## Lista de exercícios
- 1) Filtre os registros e copie cada linha que contenha a palavra "walking".
- 2) Dê a continuação do texto sobre a conversão à agroecologia da família de Cida e Dadinho, a partir do ponto em que ele para.

Por Lívia Duarte, da FASE – Solidariedade e Educação
Não é pomar, não é floresta, não é horta. É tudo isso e muito mais, feito com o amor e a dedicação expressos nas plaquinhas que anunciam o lago de peixes, a casa do jabuti, o respeito à natureza e o projeto de reciclagem de pneus, que se transformaram em degraus. Depois de muito cafezal, chegamos ao sítio no município de Pedra Dourada onde vivem Cida, o marido Dadinho e o filho caçula, Rodolfo – as meninas, Daiane e Paula, já se dividem entre campo e cidade. O lugar “enche os olhos” das visitas, quase diárias.
Para Glauco Régis, do Centro de Tecnologias Alternativas em Viçosa (CTA-ZM), agroecologia é ao mesmo tempo “ciência, prática e movimento”. E é possível localizar tudo isso nesta experiência. Nas palavras de Glauco, “antes de mais nada é movimento, porque não se faz sozinho. Os agricultores e agricultoras precisam estar unidos em cooperativas, sindicatos, nas organizações, juntando forças para compartilhar, fazer seus intercâmbios e aprender. É prática porque não pode ser só teoria: é preciso manejar o solo, observar a natureza, cuidar das plantas. E é ciência porque se faz na união dos conhecimentos teóricos e dos construídos ancestralmente pelas famílias”. [Ouça a entrevista completa]
Geraldo Cândido da Silva, o Dadinho, acreditou na agroecologia antes de saber que podia ter este nome. Ele explica que seu pai trabalhou toda a vida em fazenda, “mas nunca teve nada”. Ele, no início, também não. Casou-se com a Cida e até começaram a construir uma casa na cidade, onde moraram por pouco tempo. Venderam a construção para comprar os primeiros 5 hectares, onde encontraram alguns pés antigos de café e plantaram novos. “Fazíamos tudo no convencional, adubo, roudup, tudo. E com muito custo, depois de muitos anos, pagamos aquela primeira parte do sítio. Depois compramos outra igual. Mas a gente fazia conta e via que, apesar do muito esforço, estava era trocando cebola porque adubo custava muito, tudo que comprava custava muito e o que vendia, nada.”
A decisão pela conversão à agroecologia mesclou contas e o sentimento de que agrotóxico fazia mal, a luta para construção de sindicatos na região e a ideia de que devia haver outra maneira. A ideia, no início, parecia solitária. Então, em 1988, encontraram o CTA-AM e passaram a aprender e trocar conhecimento. “Se mais gente fazia, sinal de que não era loucura”. Não faltaram dificuldades: foi necessário fazer o “desentoxicamento do sítio”, o dinheiro para comprar mudas vinha do próprio bolso. E começaram a experimentar e provar que dava certo – apesar dos vizinhos acharem que a família estava louca.

## Entradas das tarefas

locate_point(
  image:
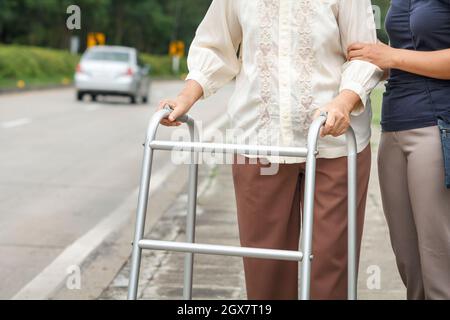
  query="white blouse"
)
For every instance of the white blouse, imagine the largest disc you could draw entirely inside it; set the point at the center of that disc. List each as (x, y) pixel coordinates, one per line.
(289, 59)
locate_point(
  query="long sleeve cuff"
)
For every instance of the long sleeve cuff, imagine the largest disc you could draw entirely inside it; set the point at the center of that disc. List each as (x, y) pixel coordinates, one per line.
(203, 81)
(360, 77)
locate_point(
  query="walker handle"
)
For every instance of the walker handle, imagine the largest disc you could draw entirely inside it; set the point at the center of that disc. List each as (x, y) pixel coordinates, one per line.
(183, 119)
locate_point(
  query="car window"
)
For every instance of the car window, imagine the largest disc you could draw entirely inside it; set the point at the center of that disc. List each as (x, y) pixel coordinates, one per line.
(107, 56)
(140, 62)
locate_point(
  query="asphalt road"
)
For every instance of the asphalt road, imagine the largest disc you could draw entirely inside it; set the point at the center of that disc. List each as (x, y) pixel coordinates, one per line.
(65, 165)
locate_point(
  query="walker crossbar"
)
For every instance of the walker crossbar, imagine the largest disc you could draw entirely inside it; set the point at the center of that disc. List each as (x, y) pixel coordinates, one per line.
(190, 247)
(221, 250)
(228, 148)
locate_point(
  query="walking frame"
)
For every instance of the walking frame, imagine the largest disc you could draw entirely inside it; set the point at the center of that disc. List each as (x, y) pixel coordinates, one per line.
(305, 256)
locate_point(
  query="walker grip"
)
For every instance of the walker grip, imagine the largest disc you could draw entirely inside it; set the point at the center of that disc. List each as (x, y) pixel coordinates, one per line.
(184, 118)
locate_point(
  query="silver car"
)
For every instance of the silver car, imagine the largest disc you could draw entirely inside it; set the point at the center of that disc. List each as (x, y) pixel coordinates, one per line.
(115, 71)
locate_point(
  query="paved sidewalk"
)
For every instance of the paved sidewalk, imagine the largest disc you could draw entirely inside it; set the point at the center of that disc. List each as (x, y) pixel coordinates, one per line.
(221, 277)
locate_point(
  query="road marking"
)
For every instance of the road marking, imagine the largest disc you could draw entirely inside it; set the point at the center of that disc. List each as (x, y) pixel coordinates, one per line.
(55, 274)
(16, 123)
(92, 108)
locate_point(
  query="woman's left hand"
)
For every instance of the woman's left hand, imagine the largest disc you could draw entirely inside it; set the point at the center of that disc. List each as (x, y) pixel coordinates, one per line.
(379, 54)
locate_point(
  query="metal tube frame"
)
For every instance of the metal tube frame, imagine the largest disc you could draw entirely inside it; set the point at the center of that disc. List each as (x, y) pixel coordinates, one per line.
(190, 247)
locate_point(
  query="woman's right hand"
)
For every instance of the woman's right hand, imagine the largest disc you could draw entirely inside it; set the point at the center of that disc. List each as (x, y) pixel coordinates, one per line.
(180, 107)
(191, 93)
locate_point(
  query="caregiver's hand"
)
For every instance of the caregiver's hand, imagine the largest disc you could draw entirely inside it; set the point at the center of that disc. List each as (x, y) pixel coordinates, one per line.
(339, 110)
(379, 54)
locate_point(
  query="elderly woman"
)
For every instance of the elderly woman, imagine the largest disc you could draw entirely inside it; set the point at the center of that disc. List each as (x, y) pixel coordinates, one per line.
(289, 61)
(411, 158)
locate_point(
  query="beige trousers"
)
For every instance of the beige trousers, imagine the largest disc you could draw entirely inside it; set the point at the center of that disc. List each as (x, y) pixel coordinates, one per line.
(269, 212)
(417, 208)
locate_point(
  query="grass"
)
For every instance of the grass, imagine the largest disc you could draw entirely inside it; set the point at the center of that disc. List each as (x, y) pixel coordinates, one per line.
(26, 66)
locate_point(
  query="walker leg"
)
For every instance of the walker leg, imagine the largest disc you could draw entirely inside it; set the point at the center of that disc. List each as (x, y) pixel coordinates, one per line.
(140, 223)
(190, 231)
(191, 220)
(352, 216)
(307, 231)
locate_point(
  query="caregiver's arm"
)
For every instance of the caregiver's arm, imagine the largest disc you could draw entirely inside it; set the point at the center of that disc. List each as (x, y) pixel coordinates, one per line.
(356, 23)
(433, 64)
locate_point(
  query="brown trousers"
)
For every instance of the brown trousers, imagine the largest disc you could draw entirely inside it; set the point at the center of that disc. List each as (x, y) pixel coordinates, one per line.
(269, 214)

## Respostas das tarefas
- 1)
  query="walking frame"
For every instance of the walking frame, imagine the largest disc you could draw entirely inside it; set the point at the center of that disc. List each as (x, y) pixel coordinates, one per line.

- 2)
“Hoje nem damos conta de colher, tanta coisa tem aqui”, comenta, orgulhoso, explicando que não processam, fazendo doces, por exemplo, porque é muito trabalho para uma família. “Só não é dizer que perdemos porque os passarinhos comem”, explica. A produção tem muitos detinos: a feirinha organizada pela filha caçula, que organiza sua própria renda a partir da venda de hortaliças; entrega direta a consumidores no sítio; hotéis e até igrejas, que compram flores para decoração de casamentos. Um caminhão também deve voltar a chegar de Espera Feliz para buscar mensalmente a produção de banana. A escola também recebe os alimentos do sítio, via Programa Nacional de Alimentação Escolar. Segundo Dadinho, já venderam muito para o Pnae e o Programa Nacional de Aquisição de Alimentos, chegando a receber R$ 2 mil num mês. Mas para isso “a batalha é feia”, seja por dificuldades com o município, seja porque o consumo é pequeno frente à produção.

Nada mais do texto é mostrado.